▶ _Exercise description_
Transcribe the stretch of entries below from the line with "Mark one point on every instance of the white face" through the line with "Mark one point on every instance of the metal railing", exactly and with both ends included; leave out all other lines.

▶ _Extracted information_

----

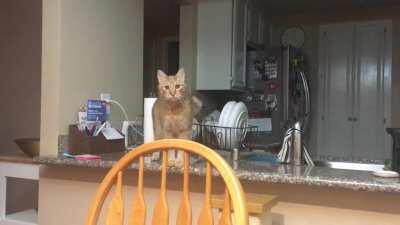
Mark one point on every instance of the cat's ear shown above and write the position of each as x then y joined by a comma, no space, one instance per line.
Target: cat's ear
162,77
181,75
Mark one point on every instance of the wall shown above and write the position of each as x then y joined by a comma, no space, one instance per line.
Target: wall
89,47
310,24
298,204
20,69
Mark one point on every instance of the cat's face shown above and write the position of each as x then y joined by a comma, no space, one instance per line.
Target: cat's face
171,88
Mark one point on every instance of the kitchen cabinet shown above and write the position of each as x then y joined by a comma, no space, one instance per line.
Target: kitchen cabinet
255,24
354,89
221,45
16,207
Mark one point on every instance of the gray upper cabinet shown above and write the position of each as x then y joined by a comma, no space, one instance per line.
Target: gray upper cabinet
354,89
221,45
255,24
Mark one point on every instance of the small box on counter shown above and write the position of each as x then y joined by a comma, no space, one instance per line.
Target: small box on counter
96,110
80,143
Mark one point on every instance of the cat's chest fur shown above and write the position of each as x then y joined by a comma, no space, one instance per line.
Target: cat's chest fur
174,118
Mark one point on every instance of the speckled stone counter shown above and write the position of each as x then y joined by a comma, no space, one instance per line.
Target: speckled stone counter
250,171
16,158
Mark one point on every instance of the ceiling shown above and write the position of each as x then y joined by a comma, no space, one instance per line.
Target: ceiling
282,6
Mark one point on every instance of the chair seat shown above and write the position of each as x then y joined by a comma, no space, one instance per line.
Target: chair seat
256,203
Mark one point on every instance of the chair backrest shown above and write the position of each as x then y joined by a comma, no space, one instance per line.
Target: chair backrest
234,196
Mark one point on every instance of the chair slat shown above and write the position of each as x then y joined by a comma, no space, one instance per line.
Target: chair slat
138,212
185,210
226,218
115,214
206,216
160,213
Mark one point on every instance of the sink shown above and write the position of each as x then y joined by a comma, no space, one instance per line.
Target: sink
350,165
269,158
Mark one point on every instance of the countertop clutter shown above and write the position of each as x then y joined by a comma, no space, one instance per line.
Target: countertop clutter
261,172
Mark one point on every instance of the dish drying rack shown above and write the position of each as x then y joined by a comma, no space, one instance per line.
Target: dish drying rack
225,138
213,136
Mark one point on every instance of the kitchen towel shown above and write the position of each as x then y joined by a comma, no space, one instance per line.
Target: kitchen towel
148,121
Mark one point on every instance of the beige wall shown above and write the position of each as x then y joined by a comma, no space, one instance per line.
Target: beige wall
20,70
89,47
310,23
73,188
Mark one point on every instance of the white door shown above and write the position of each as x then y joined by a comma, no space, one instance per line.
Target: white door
335,90
371,48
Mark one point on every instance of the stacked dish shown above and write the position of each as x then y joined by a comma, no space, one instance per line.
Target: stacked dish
232,125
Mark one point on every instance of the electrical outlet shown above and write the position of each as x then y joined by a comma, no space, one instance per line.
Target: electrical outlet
105,96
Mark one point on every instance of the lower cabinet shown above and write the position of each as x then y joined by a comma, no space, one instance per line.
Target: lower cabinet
19,193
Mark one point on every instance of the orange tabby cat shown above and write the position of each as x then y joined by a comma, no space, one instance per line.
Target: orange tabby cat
173,110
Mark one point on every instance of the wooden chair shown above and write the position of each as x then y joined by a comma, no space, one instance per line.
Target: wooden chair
234,199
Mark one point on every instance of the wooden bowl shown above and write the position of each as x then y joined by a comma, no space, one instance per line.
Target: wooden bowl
30,146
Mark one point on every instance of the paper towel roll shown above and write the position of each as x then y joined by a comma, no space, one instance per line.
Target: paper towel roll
148,119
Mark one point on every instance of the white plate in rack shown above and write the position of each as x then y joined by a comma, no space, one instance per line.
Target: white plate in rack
237,118
225,113
386,174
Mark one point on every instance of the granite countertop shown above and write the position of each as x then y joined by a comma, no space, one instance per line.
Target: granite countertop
263,172
16,158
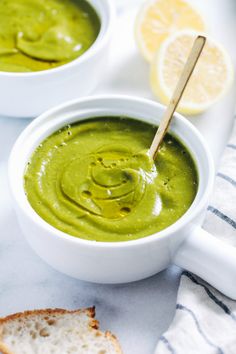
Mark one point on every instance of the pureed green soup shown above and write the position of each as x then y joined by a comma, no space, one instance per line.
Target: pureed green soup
95,180
42,34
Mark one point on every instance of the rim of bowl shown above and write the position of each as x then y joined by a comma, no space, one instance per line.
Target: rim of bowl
165,233
103,37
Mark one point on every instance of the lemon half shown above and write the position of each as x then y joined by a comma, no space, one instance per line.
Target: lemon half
157,19
212,76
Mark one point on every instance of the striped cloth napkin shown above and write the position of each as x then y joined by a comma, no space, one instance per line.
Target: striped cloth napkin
205,320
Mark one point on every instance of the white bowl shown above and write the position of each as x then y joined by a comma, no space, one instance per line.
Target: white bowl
29,94
183,243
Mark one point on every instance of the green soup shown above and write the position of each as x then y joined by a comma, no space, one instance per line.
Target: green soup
95,180
42,34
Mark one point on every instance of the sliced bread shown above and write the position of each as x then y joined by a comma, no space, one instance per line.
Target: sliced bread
55,331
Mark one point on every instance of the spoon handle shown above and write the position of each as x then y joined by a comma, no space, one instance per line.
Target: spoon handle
178,92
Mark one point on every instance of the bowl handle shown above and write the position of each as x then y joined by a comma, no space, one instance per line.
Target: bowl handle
209,258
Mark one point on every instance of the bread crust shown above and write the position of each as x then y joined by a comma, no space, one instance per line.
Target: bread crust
90,311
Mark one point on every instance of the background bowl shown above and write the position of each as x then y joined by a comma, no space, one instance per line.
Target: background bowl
29,94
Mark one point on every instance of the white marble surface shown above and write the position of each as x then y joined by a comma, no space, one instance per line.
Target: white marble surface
139,312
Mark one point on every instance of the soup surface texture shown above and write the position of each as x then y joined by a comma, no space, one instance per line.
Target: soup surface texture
95,180
42,34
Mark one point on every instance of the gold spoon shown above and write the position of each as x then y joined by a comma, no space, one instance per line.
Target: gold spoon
178,93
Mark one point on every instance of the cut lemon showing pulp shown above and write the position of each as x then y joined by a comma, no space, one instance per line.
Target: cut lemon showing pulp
211,78
157,19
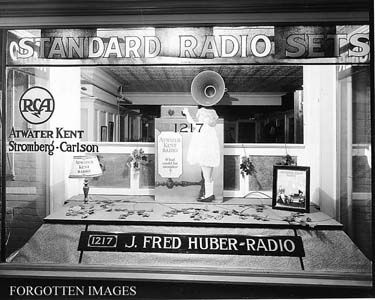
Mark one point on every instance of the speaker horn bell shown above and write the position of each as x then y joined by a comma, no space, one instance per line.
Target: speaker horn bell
207,88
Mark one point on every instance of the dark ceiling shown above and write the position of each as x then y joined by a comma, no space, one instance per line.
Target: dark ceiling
35,8
254,78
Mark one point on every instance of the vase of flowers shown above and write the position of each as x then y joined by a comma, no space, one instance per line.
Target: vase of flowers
136,159
247,166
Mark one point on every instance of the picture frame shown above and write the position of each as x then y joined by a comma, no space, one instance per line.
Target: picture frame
103,134
291,188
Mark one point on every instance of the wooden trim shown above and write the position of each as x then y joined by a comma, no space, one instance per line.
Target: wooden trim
191,274
125,222
324,17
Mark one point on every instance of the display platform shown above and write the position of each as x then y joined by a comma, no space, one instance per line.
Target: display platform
233,212
307,249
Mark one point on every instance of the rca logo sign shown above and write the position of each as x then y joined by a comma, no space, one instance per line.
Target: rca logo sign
37,105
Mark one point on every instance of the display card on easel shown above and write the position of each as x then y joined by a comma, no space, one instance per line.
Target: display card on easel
189,156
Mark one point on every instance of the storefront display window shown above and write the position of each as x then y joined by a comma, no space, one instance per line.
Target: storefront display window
102,123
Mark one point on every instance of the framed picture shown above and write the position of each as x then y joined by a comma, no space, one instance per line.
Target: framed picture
110,131
103,134
291,188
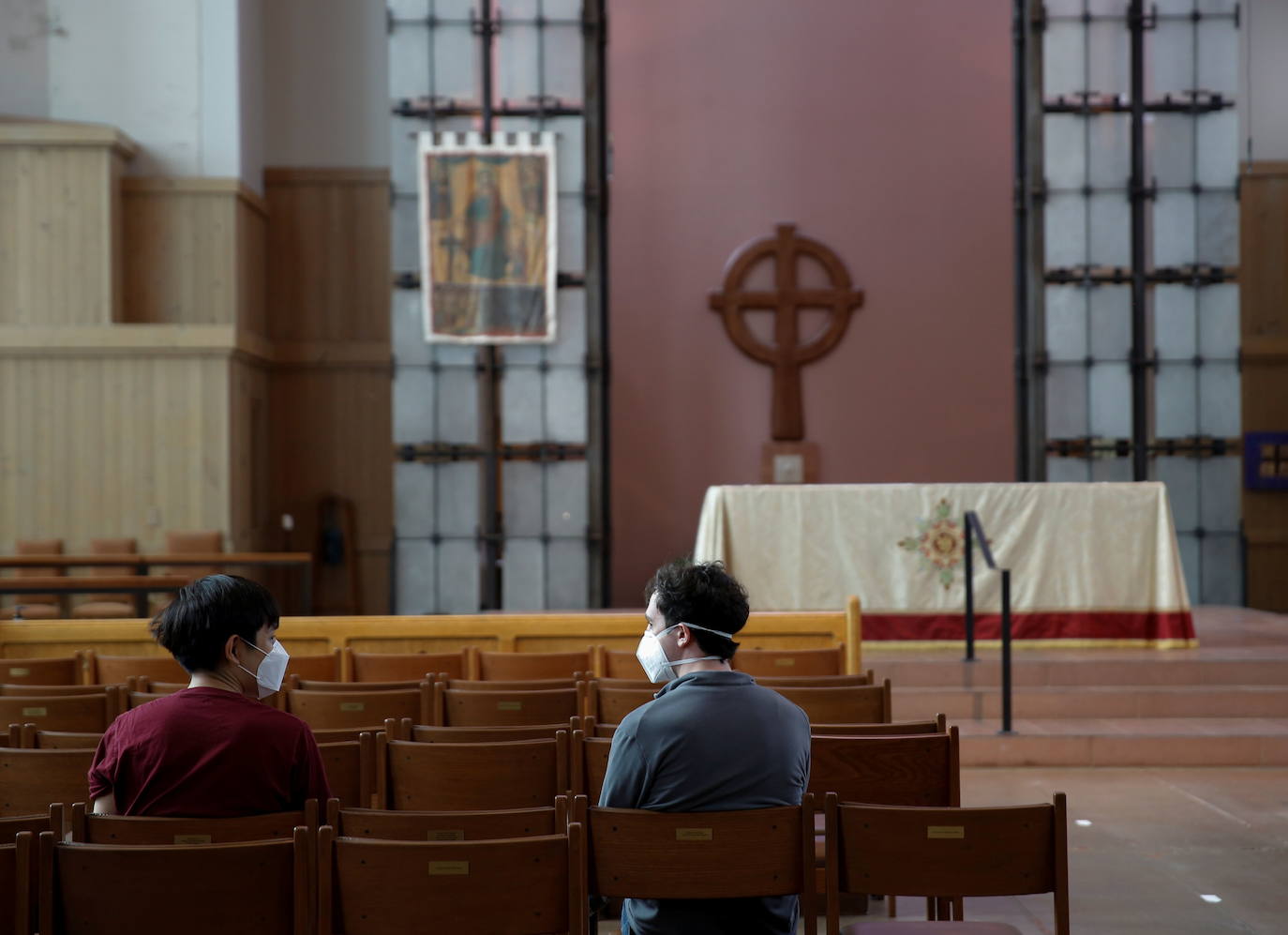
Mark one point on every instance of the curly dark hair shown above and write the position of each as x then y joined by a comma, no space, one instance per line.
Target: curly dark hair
205,613
703,594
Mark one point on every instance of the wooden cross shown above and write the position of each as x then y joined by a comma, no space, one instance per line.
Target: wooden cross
787,354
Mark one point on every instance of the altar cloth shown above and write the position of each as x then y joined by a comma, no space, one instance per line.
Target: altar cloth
1091,563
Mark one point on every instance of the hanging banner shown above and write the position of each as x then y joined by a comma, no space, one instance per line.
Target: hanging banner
487,237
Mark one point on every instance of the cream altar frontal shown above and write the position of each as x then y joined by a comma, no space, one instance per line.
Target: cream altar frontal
1091,565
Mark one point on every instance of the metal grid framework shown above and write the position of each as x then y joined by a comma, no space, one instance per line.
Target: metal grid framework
1130,347
500,487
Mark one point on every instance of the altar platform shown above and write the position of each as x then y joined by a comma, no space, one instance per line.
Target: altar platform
1091,565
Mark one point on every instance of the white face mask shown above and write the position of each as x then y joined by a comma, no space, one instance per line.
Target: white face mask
653,659
272,669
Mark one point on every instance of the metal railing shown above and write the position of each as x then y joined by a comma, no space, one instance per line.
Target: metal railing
975,532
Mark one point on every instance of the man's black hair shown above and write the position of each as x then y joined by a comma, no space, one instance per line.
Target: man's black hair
205,613
705,596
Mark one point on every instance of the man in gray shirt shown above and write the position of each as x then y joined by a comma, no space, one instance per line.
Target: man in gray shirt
710,741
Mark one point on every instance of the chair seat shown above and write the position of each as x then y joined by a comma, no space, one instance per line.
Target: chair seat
104,610
34,611
923,927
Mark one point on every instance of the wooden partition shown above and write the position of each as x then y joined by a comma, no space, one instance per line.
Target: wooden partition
532,632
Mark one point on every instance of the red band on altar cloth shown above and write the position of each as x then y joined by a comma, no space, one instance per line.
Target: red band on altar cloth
1047,625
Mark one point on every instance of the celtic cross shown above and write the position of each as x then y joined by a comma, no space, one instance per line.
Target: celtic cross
786,354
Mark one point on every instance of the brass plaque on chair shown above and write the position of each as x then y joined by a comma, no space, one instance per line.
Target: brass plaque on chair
693,835
448,868
946,831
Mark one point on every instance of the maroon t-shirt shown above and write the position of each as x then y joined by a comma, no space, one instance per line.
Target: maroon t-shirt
205,752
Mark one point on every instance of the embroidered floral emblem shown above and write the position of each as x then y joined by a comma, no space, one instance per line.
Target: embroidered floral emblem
939,542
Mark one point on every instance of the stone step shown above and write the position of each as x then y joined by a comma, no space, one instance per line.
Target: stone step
1055,672
1146,742
1094,701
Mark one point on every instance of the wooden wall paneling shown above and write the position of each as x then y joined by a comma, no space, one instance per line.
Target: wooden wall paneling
191,250
61,223
112,431
1264,349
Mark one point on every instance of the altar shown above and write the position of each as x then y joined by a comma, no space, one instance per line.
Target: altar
1091,563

----

▶ _Exercise output_
Mark one point on every instance of the white face mask shown above and write the position of each as x then y joined by a comma, no space, one instance per line.
Target: white face mask
653,659
272,669
Mark one point on every instance of the metal railing shown above and write the position of each as x then y joined by a comma, no space, one instance per line.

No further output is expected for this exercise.